-- Task brief --
In the CreateBlastDB page below, copy out the part that opens with "Aggregating Multiple Databases" and closes with "is my solution.", switching "tutorials" to "guides".
*** Excerpted text ***
CreateBlastDB.cpp

Aggregating Multiple Databases

CreateBlastDB Workflow

Introduction

   Have you ever gotten tired of looking up NCBI's sparse yet convoluted tutorials on using utilities such as makeblastdb and blastdb_aliastool? Well how about being fatigued by merging multiple BLAST databases together? Or gathering all genes from a certain phylogenetic clade? Fret no further because I have encountered all of these problems (and a few more) and decided to do something about it. This is my solution.

Features

  • Can accept multiple reference FASTA files or numerous files containing GI numbers; or both at the same time!
  • Given a list of NCBI taxonomy IDs, locates the last common ancestor of these taxa and grabs all sequences related to it (and even all sequences pertaining to its children taxa).
*** End of Excerpted text ***
*** Stored data ***
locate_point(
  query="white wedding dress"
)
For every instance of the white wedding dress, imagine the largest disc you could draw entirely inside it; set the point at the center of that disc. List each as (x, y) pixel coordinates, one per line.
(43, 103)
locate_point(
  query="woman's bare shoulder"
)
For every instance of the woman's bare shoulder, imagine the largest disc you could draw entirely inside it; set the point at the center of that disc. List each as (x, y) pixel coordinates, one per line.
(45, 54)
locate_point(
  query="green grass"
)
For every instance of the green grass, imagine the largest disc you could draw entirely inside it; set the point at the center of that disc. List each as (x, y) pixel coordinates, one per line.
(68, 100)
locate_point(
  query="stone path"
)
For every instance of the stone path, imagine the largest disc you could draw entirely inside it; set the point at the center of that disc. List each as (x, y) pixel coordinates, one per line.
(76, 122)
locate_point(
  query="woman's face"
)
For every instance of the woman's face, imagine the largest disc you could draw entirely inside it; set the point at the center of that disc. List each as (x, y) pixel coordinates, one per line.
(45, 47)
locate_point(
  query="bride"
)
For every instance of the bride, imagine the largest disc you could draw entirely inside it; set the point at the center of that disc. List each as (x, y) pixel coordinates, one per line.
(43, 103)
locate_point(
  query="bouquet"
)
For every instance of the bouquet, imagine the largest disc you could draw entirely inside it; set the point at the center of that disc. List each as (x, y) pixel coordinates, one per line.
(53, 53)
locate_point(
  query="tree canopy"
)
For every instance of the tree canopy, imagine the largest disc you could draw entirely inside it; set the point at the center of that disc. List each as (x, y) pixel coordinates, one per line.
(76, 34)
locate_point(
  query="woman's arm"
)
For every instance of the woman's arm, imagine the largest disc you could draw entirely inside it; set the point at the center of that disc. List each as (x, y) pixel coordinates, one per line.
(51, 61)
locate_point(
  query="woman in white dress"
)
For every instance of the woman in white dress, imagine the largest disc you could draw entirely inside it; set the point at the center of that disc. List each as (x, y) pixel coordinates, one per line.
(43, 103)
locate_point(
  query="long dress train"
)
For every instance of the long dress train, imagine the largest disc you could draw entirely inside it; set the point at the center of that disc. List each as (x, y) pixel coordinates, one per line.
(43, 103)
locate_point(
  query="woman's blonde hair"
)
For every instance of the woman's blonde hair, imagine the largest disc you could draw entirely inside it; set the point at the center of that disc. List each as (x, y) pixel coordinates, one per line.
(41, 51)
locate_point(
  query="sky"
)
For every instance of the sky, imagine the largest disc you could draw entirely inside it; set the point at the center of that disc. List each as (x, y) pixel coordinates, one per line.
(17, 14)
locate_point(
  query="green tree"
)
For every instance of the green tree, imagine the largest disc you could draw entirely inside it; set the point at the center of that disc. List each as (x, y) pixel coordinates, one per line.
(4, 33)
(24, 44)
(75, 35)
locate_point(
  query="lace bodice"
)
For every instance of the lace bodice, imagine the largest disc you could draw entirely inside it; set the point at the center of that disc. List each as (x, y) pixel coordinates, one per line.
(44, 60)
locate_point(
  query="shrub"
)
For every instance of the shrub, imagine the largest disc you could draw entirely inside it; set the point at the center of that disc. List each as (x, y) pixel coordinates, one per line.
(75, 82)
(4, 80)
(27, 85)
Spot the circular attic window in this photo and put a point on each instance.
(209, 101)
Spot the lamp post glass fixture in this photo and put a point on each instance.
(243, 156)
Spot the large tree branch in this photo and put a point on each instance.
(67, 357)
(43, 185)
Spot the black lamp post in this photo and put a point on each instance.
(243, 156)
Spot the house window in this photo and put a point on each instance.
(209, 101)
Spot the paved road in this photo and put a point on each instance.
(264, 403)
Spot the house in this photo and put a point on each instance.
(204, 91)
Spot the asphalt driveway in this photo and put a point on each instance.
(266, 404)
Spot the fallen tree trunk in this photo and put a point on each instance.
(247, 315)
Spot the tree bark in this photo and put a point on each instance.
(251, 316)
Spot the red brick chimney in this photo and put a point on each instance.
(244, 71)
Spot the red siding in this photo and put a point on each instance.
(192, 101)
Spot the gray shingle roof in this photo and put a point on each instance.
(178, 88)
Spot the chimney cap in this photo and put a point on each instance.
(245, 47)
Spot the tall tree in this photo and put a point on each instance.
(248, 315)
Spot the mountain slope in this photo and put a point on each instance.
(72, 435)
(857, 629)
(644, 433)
*** End of Stored data ***
*** Stored data ***
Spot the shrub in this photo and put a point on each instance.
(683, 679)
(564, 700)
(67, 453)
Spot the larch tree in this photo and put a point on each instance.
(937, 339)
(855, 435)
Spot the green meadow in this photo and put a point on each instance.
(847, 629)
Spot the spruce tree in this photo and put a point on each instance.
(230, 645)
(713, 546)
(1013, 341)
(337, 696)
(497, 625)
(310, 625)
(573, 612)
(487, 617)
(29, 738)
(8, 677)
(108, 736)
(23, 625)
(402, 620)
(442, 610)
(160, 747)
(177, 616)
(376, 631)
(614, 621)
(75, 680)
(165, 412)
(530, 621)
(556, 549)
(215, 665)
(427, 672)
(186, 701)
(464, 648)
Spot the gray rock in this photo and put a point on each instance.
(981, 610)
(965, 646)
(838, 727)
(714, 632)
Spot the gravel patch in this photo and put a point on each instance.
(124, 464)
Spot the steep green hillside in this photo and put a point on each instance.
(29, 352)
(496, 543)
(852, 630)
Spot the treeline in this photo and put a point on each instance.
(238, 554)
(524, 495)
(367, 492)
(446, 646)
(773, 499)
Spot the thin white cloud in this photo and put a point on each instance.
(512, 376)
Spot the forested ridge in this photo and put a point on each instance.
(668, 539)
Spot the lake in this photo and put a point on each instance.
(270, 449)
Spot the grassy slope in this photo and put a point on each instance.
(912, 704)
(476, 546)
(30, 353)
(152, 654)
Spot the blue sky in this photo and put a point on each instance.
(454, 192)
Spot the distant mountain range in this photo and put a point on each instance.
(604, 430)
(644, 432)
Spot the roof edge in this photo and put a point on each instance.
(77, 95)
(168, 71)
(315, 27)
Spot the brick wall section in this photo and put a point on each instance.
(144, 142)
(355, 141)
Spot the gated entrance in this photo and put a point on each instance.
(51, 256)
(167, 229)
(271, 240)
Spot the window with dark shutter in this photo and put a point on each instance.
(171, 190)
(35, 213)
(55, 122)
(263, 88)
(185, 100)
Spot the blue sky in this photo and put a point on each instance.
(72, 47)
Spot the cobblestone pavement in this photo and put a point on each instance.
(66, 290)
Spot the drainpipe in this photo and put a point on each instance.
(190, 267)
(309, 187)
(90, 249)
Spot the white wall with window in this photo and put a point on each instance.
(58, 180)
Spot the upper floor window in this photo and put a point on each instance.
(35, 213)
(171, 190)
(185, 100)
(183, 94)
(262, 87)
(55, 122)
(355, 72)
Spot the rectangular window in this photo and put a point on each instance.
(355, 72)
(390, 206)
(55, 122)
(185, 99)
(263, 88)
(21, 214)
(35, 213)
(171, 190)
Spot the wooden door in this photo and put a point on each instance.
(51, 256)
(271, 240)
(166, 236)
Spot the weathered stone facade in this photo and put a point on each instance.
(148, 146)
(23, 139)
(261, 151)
*** End of Stored data ***
-- Answer to this exercise --
Aggregating Multiple Databases

CreateBlastDB Workflow

Introduction

   Have you ever gotten tired of looking up NCBI's sparse yet convoluted guides on using utilities such as makeblastdb and blastdb_aliastool? Well how about being fatigued by merging multiple BLAST databases together? Or gathering all genes from a certain phylogenetic clade? Fret no further because I have encountered all of these problems (and a few more) and decided to do something about it. This is my solution.